──────── Data for review ────────

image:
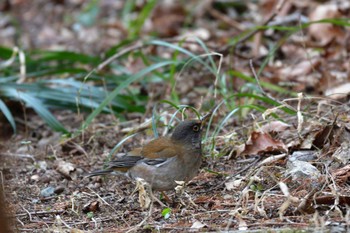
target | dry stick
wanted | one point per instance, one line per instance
(252, 33)
(40, 213)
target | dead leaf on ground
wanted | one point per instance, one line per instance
(325, 32)
(66, 169)
(342, 175)
(92, 206)
(260, 143)
(274, 126)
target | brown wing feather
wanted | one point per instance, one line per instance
(160, 148)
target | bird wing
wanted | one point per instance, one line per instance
(161, 148)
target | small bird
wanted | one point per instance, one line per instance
(164, 160)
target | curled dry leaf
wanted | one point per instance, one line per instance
(91, 207)
(342, 175)
(66, 169)
(275, 126)
(326, 32)
(338, 92)
(260, 143)
(144, 196)
(198, 225)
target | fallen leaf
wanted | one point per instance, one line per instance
(66, 169)
(326, 32)
(274, 126)
(260, 143)
(197, 225)
(342, 175)
(91, 207)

────────

**Problem**.
Report how many lines of the data contain the word "wing", using the number alone.

**Solution to the problem**.
2